━━━━━ BAGIAN TEKS

Lingkungan Pendidikan Islam (makalah lengkap)

Lingkungan Pendidikan Islam
Pada dasarnya, sebagai manusia secara umum telah mengetahui bahwa anak-anak harus mengalami  perkembangan semenjak dilahirkan sampai menjadi manusia dewasa yang dapat berdiri sendiri dan bertanggungjawab sendiri  dalam masyarakat.  Baik atau buruknya perkembangan anak itu, sangat bergantung pada pengaruh-pengaruh yang diterima anak itu dari berbagai lingkungan pendidikan yang dialaminya.
Ngalim Purwanto menyebutkan bahwa lingkungan pendidikan itu bermacam-macam, akan tetapi pada dasarnya  hanya terbagi dalam tiga macam lingkungan pendidikan yaitu lingkungan pendidikan sekolah, lingkungan pendidikan keluarga dan lingkungan pendidikan masyarakat. Ngalim Purwanto (1994 : 111) Berikut ini, penulis akan mengupas ketiga lingkungan yang dimaksud sebagai berikut:



1.      Lingkungan Keluarga
Di dalam keluarga hendaknya  diletakkan dasar-dasar pengalaman melalui cinta dan kasih sayang, kebutuhan  akan kewibawaan dan nilai-nilai kepatuhan, sehingga dengan pergaulan yang demikian itu, hubungan antar pribadi dalam keluarga tersebut adalah hubungan yang bersifat pribadi dan wajar, dan penghayatan terhadapnya adalah sangat wajar. Keluarga merupakan masyarakat alamiah yang pergaulan di antara anggotanya memiliki corak khusus. Di sini pendidikan berlangsung dengan sendirinya sesuai dengan tatanan yang berlaku di dalamnya. Hal ini berarti bahwa tatanan pendidikan tanpa harus diumumkan atau tertulis terlebih dahulu agar diketahui dan diikuti oleh  seluruh anggota keluarga.

━━━━━━━━━━
━━━━━ DATA TERCATAT

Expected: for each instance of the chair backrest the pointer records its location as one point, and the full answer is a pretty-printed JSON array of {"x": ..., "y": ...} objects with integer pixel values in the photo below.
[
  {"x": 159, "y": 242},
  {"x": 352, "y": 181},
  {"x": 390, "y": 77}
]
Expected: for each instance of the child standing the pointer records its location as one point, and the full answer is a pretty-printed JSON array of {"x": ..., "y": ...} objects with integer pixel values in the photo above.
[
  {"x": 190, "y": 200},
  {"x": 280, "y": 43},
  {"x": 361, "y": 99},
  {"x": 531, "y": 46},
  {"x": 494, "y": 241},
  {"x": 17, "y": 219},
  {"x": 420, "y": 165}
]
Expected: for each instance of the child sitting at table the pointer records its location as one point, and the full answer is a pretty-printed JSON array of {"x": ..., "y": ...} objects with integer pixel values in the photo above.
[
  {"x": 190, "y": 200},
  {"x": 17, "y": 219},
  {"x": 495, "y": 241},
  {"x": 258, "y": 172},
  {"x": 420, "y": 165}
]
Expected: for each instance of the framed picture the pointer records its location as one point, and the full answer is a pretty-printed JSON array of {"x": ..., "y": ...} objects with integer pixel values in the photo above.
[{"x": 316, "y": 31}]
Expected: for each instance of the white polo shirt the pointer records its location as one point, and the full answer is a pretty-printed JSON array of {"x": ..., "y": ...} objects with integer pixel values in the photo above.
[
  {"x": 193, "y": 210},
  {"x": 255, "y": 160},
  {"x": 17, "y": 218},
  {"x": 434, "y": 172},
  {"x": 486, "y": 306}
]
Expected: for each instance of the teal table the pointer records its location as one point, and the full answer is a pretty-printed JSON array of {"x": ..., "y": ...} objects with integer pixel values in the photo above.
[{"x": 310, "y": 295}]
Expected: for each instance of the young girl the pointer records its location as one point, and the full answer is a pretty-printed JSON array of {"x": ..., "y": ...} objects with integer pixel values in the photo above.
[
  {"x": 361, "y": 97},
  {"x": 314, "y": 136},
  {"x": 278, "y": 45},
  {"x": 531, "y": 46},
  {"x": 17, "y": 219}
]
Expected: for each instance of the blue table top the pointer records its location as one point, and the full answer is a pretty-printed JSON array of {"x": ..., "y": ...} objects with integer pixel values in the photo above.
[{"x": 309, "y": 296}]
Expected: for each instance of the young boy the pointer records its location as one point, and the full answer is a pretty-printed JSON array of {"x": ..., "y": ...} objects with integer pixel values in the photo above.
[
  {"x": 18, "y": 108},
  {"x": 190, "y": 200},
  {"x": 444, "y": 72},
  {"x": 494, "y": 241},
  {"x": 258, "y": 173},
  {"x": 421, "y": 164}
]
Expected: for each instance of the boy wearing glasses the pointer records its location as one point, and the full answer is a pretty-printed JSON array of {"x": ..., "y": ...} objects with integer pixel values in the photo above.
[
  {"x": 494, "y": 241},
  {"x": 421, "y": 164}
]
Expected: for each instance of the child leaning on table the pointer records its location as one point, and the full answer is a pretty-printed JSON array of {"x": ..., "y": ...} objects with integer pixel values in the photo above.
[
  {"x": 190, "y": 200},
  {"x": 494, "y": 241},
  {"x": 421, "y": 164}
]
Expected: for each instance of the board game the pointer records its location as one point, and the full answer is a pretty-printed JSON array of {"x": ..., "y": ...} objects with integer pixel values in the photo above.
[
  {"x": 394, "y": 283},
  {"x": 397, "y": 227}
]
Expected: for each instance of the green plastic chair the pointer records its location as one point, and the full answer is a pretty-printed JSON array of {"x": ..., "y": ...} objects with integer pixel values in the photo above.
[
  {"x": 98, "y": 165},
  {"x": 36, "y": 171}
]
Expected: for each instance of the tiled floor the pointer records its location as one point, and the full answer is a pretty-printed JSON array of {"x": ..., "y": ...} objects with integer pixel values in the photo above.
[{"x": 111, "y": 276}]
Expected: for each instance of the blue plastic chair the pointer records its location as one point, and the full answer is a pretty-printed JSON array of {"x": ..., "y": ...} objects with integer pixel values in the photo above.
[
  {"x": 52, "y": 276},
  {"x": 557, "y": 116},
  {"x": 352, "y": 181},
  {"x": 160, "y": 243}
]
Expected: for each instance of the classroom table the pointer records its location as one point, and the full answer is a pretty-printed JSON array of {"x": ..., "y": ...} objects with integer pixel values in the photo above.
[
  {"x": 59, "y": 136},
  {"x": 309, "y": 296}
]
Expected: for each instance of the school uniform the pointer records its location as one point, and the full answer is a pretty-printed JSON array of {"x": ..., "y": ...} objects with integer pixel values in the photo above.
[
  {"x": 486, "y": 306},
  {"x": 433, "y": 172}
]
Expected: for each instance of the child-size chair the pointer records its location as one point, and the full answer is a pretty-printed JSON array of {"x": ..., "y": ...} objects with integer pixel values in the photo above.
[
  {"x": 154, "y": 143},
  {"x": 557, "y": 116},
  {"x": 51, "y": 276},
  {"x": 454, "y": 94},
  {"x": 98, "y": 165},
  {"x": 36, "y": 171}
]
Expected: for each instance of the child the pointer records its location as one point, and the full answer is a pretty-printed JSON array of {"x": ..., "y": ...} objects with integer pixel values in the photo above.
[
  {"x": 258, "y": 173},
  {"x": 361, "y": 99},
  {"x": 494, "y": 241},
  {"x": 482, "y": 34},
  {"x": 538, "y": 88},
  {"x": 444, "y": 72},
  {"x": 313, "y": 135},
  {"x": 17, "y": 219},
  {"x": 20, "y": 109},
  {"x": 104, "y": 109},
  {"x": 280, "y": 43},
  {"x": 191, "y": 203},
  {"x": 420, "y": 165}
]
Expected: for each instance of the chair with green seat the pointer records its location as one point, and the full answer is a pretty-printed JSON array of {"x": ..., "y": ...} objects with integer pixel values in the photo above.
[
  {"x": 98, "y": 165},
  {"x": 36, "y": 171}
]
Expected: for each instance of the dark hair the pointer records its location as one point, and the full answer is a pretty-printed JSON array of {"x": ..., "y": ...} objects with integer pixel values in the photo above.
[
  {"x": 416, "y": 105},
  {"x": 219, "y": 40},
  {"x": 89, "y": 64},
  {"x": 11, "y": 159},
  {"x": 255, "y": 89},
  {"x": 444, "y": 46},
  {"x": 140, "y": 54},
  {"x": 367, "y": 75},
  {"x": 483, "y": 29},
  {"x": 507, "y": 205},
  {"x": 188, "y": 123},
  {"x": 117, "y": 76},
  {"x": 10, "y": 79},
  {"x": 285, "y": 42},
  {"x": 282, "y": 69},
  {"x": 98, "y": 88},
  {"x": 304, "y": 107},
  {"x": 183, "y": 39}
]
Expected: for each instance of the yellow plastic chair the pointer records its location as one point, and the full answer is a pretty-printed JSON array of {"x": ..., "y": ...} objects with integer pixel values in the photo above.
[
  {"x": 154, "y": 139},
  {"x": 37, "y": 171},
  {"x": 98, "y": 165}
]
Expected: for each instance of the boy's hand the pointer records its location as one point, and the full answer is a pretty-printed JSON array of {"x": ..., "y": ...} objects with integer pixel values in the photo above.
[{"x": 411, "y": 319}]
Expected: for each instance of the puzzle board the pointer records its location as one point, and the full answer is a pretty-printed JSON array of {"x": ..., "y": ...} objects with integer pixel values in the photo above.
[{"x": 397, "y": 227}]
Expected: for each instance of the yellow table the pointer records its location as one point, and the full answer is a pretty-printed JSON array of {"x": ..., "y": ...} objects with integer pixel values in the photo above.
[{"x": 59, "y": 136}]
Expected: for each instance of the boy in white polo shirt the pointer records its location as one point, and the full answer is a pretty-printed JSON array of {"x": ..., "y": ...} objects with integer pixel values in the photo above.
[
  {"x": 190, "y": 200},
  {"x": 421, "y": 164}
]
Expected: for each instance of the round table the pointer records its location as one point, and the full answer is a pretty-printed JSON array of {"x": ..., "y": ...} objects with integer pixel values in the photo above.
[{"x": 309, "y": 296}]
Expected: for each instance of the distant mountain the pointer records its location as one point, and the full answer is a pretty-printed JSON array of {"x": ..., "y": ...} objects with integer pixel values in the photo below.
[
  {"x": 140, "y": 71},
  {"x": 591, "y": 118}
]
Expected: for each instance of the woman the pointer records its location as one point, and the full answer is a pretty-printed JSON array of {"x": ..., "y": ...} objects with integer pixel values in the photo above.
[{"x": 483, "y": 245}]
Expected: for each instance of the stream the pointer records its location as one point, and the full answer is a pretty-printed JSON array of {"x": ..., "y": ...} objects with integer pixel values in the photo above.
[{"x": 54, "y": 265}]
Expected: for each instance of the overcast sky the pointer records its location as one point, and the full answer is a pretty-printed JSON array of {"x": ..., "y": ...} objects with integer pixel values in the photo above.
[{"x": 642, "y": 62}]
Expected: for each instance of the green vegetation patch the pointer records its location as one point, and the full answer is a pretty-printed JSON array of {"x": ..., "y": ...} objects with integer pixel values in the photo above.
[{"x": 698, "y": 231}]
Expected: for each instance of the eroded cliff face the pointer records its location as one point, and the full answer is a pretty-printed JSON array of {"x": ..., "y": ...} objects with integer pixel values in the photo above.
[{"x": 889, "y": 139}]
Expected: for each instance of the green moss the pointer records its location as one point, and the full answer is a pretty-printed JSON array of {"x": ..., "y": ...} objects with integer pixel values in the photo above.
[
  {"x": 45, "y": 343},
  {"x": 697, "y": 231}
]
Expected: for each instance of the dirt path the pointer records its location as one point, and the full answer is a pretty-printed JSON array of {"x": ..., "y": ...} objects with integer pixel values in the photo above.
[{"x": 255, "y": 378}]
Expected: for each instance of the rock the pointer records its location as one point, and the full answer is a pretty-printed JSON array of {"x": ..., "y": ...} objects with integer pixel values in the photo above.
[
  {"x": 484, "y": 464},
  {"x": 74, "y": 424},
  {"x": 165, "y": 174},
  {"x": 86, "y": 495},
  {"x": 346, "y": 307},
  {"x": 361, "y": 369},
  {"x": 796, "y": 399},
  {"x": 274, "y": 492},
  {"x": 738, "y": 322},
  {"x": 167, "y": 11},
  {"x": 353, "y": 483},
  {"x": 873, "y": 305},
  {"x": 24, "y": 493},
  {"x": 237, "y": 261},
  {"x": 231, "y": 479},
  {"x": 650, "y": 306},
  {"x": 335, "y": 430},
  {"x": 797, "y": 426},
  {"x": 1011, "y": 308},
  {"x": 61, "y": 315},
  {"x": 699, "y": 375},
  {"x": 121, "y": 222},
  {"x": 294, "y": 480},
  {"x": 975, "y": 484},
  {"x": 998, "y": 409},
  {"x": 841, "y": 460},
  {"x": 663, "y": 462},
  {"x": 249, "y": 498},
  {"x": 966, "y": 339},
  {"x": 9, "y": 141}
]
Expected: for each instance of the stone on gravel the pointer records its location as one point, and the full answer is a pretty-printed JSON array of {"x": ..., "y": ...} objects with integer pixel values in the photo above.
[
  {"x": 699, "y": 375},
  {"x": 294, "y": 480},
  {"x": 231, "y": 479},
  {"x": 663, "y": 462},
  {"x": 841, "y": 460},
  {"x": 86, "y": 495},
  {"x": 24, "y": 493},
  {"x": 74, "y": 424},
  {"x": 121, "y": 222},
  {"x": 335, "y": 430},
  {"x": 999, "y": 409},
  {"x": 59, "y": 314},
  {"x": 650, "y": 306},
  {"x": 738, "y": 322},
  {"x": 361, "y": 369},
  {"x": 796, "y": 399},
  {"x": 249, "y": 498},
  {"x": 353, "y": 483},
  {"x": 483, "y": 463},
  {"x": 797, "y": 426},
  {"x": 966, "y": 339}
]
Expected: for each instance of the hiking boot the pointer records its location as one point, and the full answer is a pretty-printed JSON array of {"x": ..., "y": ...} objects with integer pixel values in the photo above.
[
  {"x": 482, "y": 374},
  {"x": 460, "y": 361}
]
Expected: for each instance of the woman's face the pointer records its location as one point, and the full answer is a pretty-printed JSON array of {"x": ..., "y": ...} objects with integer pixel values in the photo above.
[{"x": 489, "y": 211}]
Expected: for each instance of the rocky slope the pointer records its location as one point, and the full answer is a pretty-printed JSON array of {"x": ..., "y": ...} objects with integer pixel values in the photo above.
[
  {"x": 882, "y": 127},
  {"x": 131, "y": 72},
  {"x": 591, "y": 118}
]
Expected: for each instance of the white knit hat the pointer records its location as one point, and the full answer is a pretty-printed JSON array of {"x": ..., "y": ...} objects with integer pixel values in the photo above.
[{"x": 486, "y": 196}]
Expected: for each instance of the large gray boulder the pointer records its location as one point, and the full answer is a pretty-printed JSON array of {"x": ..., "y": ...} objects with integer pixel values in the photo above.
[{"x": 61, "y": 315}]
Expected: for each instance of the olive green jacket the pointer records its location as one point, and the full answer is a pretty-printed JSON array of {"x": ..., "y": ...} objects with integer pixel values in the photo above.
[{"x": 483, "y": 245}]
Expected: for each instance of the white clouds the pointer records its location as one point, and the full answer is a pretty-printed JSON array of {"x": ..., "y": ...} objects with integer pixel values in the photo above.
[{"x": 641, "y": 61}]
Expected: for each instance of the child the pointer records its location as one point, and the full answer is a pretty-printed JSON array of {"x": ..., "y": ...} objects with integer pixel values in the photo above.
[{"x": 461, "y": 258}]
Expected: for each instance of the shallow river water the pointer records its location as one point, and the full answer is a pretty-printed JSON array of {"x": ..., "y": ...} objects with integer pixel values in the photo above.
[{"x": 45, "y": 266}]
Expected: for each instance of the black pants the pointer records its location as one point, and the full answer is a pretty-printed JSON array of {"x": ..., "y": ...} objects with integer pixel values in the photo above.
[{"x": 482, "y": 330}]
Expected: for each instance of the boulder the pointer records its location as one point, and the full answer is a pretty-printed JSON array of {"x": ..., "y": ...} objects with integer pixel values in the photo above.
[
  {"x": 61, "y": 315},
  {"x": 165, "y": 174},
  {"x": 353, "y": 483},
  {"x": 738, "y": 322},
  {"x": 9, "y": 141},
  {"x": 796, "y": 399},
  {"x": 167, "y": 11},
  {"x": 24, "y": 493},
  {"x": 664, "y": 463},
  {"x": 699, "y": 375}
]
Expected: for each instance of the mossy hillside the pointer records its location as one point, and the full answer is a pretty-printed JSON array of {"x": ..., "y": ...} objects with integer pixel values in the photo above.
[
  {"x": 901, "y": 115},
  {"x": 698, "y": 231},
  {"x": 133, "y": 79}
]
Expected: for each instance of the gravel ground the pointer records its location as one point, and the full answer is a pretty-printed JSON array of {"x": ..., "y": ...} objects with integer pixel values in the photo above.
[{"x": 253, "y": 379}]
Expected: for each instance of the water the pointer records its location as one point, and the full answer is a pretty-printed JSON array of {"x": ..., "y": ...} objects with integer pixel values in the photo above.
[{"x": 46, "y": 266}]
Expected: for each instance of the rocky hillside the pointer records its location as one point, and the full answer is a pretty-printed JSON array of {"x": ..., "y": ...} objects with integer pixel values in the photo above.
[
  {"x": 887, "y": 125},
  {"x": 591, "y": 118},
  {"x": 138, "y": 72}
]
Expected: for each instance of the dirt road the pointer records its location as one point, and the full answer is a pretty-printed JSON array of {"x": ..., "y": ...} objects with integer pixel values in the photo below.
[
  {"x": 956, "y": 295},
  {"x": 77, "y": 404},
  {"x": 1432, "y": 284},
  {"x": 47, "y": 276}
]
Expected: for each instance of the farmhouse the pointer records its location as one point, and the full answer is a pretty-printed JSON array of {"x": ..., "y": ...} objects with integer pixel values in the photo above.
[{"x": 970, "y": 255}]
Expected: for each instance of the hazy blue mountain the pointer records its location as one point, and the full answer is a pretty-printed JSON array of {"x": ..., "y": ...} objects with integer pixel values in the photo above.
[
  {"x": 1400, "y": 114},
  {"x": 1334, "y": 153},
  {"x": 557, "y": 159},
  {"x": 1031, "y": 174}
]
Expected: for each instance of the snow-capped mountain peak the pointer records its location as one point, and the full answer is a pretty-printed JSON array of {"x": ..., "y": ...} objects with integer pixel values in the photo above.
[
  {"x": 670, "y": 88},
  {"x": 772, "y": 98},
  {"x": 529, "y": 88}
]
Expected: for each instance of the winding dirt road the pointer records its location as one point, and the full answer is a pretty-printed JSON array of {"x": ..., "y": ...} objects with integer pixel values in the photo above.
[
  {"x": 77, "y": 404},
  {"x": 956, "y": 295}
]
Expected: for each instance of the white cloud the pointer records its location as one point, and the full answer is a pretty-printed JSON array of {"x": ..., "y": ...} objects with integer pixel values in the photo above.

━━━━━━━━━━

__SOAL LATIHAN__.
1 > Menurut bagian teks, pada apa baik atau buruknya perkembangan anak sangat bergantung?
2 > Sebutkan semua macam lingkungan pendidikan yang disebut Ngalim Purwanto dalam bagian teks.

__JAWABAN__.
1 > Pada pengaruh-pengaruh yang diterima anak dari berbagai lingkungan pendidikan yang dialaminya.

2 > Lingkungan pendidikan sekolah, lingkungan pendidikan keluarga, dan lingkungan pendidikan masyarakat.